Schriftliche Aufgaben:
1. Welches Label leitet Moses Pelham laut dem Artikel über Xavier Naidoos Konzertprojekt?
2. Setze den Artikel über Xavier Naidoos Konzertprojekt im Anschluss an seinen letzten Satz fort.

Bei Xavier Naidoos Konzertprojekt “Wir beaten mehr“ hatten sich alle lieb. Für aggressiven Hardcore-Rap war kein Platz.

Hamburg. Wer ist der härteste Rapper? Wer skandiert die schnellsten Reime? Welche Stadt hat die coolste Szene? Fragen, die zu manchem verbalen Scharmützel in der deutschen Hip-Hop-Szene führten. Moses Pelham, Boss des Frankfurter 3p-Labels, feuerte Breitseiten auf Hamburger Hip-Hop-Künstler ab; mit den Rappern von Aggro Berlin um Bushido und Sido wollte niemand etwas zu tun haben.

Bereitgestellte Angaben:
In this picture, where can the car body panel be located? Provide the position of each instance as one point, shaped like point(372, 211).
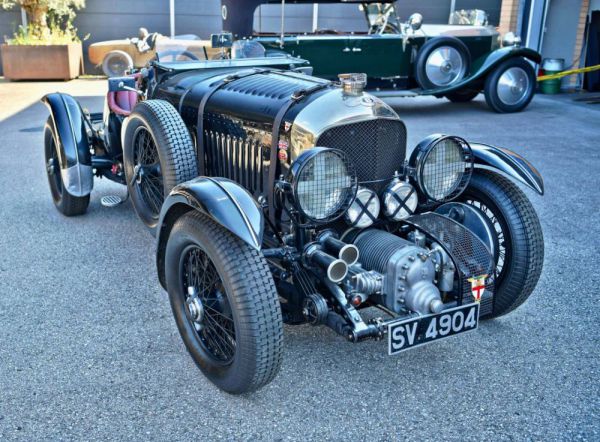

Antworten je Aufgabe:
1. Das Frankfurter 3p-Label.

2.
Und in Fan-Foren wurde heftig darüber gestritten, ob nun Hamburg, Stuttgart oder Berlin die Hauptstadt des deutschen Hip-Hops sei. Doch diesen Dissens soll es nicht mehr geben, findet Xavier Naidoo, gottesfürchtiger Soulsänger aus Mannheim mit Frankfurter 3p-Vergangenheit.

Deshalb hat er Rapper und Soulsänger aus verschiedenen Städten und Szenen für zwei Shows in Hamburg und Berlin zusammengetrommelt. "Wir beaten mehr" ist das Motto, gemeint ist "Wir sitzen alle in einem Boot und vertragen uns".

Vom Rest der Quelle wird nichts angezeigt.